=== Tasks to carry out ===
1. Reproduce the forum thread from "# Single Video: The" down to "is pure comedy.".
2. List every date that appears in the forum thread.
3. According to the forum thread, how did the original poster come across the video?

=== Excerpted text ===
★ ★ ★

# Single Video: The Dead Sea Scrolls (funny)



## anotherlayer (Sep 14, 2020)

Ok, I was watching that latest video from Static in the Attic and it rolled on to the next in the YouTube fed "related videos". Eventually it wound up to this and I was only listening and I heard this guy start talking. I might be a little buzzed, but I dare you guys to watch a minute or two of this guy and the guy they interview at 14:35. Are these real people? There is no way these guys are not actors (and bad ones, at that). This is pure comedy.

Anyway, I dare you...

​


> Note: This OP was recovered from the Wayback Archive.





> Note: Archived Sh.org replies to this OP are included in this thread.


----------



## Archive (Apr 26, 2021)

> Note: This post was recovered from the Sh.org archive.Username: ObertrynDate: 2019-07-11 04:18:46Reaction Score: 1


Why does the first guy switch accents midway through? Right about the time he talks about putting on tea, his speech gets a bit more slurred.

★ ★ ★

=== Stored rows ===
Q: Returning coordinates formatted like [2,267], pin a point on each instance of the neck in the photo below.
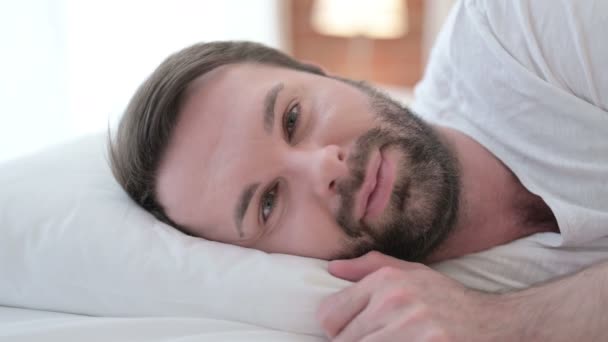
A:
[494,206]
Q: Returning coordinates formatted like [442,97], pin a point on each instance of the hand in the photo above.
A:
[394,300]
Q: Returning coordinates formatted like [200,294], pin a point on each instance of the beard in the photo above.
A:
[423,206]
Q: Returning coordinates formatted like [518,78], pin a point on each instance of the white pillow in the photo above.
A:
[72,241]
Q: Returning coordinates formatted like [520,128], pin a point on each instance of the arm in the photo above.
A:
[573,308]
[396,300]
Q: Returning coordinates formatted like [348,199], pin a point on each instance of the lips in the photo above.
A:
[377,186]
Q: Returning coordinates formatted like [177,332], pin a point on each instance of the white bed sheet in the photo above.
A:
[21,325]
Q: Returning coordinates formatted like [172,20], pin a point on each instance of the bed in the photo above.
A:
[80,261]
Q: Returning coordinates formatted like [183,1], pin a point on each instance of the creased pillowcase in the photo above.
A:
[72,241]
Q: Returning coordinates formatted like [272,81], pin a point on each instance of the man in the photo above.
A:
[238,143]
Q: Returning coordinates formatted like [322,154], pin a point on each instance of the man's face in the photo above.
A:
[291,162]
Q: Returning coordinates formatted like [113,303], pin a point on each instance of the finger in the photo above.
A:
[382,310]
[337,310]
[405,332]
[356,269]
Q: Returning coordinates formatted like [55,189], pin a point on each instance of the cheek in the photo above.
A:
[307,232]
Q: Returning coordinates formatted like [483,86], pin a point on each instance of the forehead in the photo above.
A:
[216,146]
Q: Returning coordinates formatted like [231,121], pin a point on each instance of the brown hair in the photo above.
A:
[145,128]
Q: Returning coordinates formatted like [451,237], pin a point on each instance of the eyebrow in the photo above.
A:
[269,103]
[241,206]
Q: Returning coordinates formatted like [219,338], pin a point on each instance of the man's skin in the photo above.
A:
[221,145]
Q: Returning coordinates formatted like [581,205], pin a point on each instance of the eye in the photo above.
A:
[268,202]
[290,121]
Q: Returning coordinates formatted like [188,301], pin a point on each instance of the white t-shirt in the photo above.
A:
[529,81]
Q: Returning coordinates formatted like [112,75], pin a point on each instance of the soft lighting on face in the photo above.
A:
[383,19]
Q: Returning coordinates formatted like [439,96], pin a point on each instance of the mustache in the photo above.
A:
[348,188]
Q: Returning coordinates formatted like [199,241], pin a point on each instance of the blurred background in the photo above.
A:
[69,67]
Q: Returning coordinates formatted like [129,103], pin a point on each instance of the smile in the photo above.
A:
[377,187]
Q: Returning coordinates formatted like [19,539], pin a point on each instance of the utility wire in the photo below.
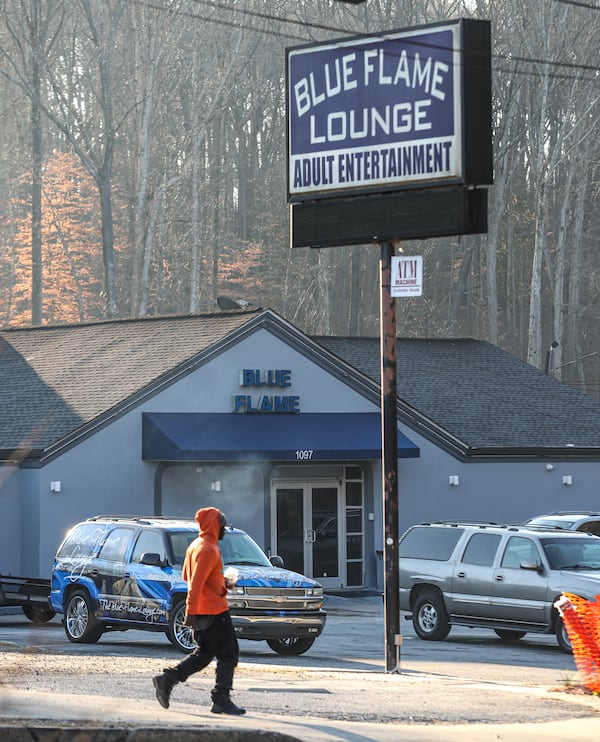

★ ★ ★

=== Expected answers ===
1.
# Single Video: The Dead Sea Scrolls (funny)



## anotherlayer (Sep 14, 2020)

Ok, I was watching that latest video from Static in the Attic and it rolled on to the next in the YouTube fed "related videos". Eventually it wound up to this and I was only listening and I heard this guy start talking. I might be a little buzzed, but I dare you guys to watch a minute or two of this guy and the guy they interview at 14:35. Are these real people? There is no way these guys are not actors (and bad ones, at that). This is pure comedy.

2.
Sep 14, 2020
Apr 26, 2021
2019-07-11

3. The poster was watching the latest video from Static in the Attic. Playback then rolled on to the next video in YouTube's related videos and eventually reached this one.